**Aim**
Copy the records below word for word, leaving out the pictures.

**The records**
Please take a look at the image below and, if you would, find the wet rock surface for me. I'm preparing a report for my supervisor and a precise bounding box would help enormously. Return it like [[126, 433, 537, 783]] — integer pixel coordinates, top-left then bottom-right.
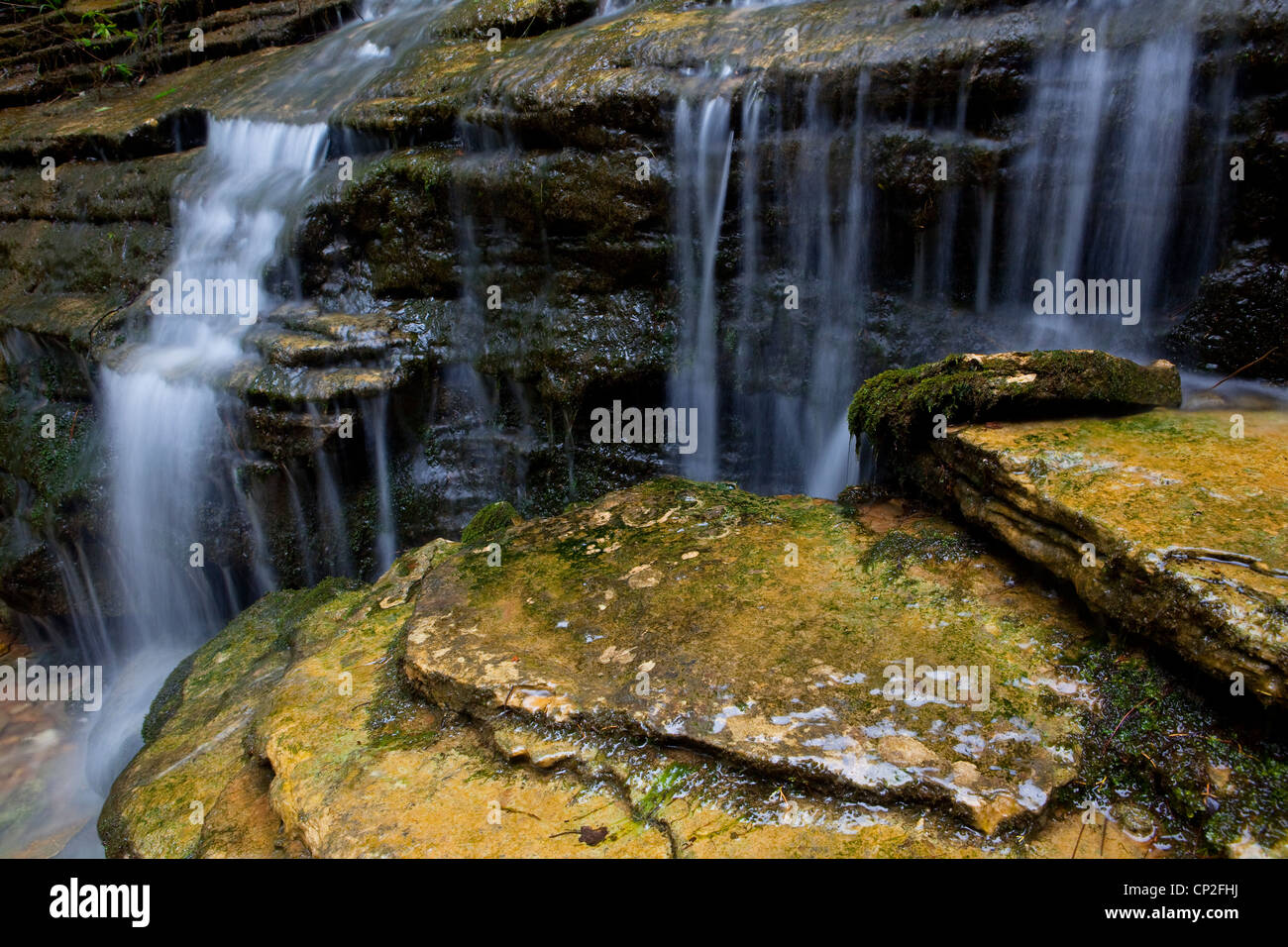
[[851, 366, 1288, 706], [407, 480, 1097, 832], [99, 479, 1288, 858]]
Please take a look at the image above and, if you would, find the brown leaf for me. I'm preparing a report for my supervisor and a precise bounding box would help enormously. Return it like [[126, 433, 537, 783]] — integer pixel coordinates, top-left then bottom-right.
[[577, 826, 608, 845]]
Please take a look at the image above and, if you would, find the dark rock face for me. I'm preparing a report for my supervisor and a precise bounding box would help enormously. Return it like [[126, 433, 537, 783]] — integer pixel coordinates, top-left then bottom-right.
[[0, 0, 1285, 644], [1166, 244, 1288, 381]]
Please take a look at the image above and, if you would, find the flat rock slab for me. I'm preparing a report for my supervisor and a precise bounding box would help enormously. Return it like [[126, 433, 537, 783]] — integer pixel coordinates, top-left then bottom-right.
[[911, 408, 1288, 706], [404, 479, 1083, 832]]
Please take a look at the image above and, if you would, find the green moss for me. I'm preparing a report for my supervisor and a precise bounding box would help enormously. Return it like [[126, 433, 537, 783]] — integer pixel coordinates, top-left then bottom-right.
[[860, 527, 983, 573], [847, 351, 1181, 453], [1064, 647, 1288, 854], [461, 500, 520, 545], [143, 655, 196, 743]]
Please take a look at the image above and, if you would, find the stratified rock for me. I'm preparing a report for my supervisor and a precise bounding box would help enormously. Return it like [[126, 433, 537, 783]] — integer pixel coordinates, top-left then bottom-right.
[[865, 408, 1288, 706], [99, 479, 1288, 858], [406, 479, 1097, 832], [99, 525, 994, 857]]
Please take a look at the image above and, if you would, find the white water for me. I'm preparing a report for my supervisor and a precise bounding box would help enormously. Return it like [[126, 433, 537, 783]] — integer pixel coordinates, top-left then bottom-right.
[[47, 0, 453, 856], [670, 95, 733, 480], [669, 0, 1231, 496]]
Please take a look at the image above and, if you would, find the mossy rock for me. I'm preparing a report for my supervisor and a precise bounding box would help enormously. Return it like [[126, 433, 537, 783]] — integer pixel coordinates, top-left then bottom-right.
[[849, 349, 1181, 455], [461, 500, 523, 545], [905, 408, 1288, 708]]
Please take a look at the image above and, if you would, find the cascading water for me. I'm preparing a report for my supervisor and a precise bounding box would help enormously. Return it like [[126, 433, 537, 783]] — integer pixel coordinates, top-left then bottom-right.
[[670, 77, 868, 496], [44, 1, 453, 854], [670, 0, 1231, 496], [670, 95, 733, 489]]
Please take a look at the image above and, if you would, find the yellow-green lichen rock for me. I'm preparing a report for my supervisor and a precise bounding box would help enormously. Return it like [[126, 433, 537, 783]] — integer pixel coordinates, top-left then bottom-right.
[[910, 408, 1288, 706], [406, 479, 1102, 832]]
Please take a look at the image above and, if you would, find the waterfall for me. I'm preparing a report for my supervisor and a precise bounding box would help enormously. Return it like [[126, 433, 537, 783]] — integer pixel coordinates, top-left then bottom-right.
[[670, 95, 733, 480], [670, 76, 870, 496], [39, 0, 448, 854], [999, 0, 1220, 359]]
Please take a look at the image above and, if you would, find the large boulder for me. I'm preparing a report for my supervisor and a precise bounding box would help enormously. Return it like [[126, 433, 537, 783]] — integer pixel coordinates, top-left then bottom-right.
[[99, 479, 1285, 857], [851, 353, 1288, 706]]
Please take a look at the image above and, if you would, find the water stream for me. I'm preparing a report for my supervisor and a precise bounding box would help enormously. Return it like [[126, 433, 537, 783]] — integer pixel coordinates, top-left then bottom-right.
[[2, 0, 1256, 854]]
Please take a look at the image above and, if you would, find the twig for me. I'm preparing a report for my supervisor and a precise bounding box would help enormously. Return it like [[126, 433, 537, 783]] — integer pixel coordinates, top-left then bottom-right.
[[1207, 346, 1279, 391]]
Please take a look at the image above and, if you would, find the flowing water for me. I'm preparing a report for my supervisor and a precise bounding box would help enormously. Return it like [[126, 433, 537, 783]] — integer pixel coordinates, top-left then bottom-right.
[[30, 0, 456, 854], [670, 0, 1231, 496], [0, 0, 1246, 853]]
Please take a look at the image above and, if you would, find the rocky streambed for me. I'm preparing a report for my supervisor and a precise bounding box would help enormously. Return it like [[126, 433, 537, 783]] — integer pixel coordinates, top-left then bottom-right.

**Finished exercise**
Please take a look at the image below and, if you would, find the wet rock surface for me. I'm preparing a report for my supervisor and a precise bounding box would help enormously. Return it like [[126, 433, 537, 783]] — integer pixel coordinates, top-left then bottom-right.
[[851, 366, 1288, 706], [407, 480, 1097, 832], [99, 479, 1288, 858]]
Please take a look at the image above and, if you would, find the brown leaf for me. I'm preparing a report for my supervisor and a precise bounding box would help enormously. Return it like [[126, 433, 537, 783]] — integer pixel coordinates, top-left then bottom-right.
[[577, 826, 608, 845]]
Please take a look at the image above and, if you would, find the dark rock face for me. I'm preparing a report for my supervisor and a precise bounding box would help enormously. Return it like [[126, 433, 537, 783]] — integer pixel coordinates, top-left then bottom-right.
[[0, 0, 1285, 644], [1166, 244, 1288, 381]]
Please take a look at the image above and, if you would, find the flat rock slab for me. I'm preparing a report for my supervisor and a precise bounding box would help enormously. Return it like [[126, 433, 537, 783]] — integer pixel coordinates, top-left then bottom-right.
[[911, 408, 1288, 706], [404, 479, 1083, 832]]
Please take a look at the image above and, if you would, find the green moss for me. I'm preparing a report for my supervisor and a precise bounding box would help enormously. Return it like [[126, 433, 537, 783]] — integer pixel coordinates, top-left then bottom-right.
[[860, 527, 983, 573], [847, 351, 1181, 453], [1064, 647, 1288, 854], [461, 500, 520, 545], [143, 655, 196, 743]]
Please take a look at the image above and, if you would, find the stratified rock for me. I'm preparing a report for my supervisor and a precise bounding box would help enormously. Return it like [[126, 433, 537, 783]] — integer pixel coordinates, top-left then bottom-right.
[[865, 408, 1288, 706], [99, 479, 1288, 858], [406, 479, 1097, 832], [99, 525, 994, 857]]
Please take a look at the image above and, if you would, find the white water for me. I'm preparing a report for my supervisor and a precise bounding box would help enormously. Return it like [[126, 433, 537, 783]] — integer pixel coordinates, top-left then bottom-right.
[[47, 0, 453, 856], [670, 95, 733, 480], [669, 0, 1231, 496]]
Please take a look at the image above and, if you would, find the mossy rock for me. I'm preparing a report for my supervisor and a precise bounding box would help enormously. Return it like [[126, 433, 537, 783]] — integer pixel coordinates, top-left then bottom-right.
[[849, 349, 1181, 455], [461, 500, 523, 545], [905, 408, 1288, 708]]
Please take a look at the image above and, if you would, find the cascading water for me. I'm preparing a report for my supervisor and a precise bounding box would help enormously. Return it like [[126, 433, 537, 783]] — integer pixel coordinates, top-left then bottom-right.
[[670, 77, 868, 496], [44, 1, 453, 854], [670, 0, 1231, 496], [670, 95, 733, 489]]
Please take a look at the image above and, if you would, find the yellow-green lichen rock for me. I'm preparing a report for my supervisor and a precise bounding box would help enormously. Return it like [[126, 433, 537, 783]] — integer pixel coordinates, top-left then bottom-right.
[[910, 408, 1288, 706], [406, 479, 1102, 832]]
Please take a look at the image above and, if you would, find the waterfall for me. I'm preparing a report for my supervisor and a precise bounding box would help enormously. Return it like [[126, 433, 537, 783]] — integer pixel coordinates, top-left then bottom-right.
[[670, 95, 733, 480], [670, 76, 870, 496], [39, 0, 448, 854], [999, 0, 1220, 359]]
Please take a look at the image above and, if you would, find the large boulder for me. I'm preparing a report for my supervisor and a precise bounding box would help enormously. Return it like [[126, 433, 537, 783]] — integer pixel coordinates, top-left then bottom-right.
[[99, 479, 1285, 857], [851, 353, 1288, 706]]
Please take a look at the image above and, if you would, find the water stream for me. I'm preparing a report for my supervisor and a precise bounding box would help enormously. Return it like [[126, 433, 537, 783]] — integer pixel coordinates, top-left then bottom-right.
[[2, 0, 1256, 854]]
Please take a look at the image above and, if you would, find the twig for me. I'm preparing a report for my supervisor and a precise bounding box would help enormously. Return it like [[126, 433, 537, 783]] — integer pixel coordinates, top-left then bottom-right.
[[1207, 346, 1279, 391]]
Please take a look at the image above and, if you would, find the flowing water for me. I'm preparing a report for my supervisor and a precise bounding box would help enormously. Return it like [[126, 433, 537, 783]] — integer pixel coordinates, top-left then bottom-right.
[[30, 0, 456, 854], [670, 0, 1231, 496], [0, 0, 1246, 853]]
Please take a look at the image above and, if you would, find the rocky streambed for me. I'm preparing a report for my supervisor and a precise bounding box would help enormously. Return it like [[126, 433, 537, 783]] — integer pixel coordinates, top-left then bottom-right.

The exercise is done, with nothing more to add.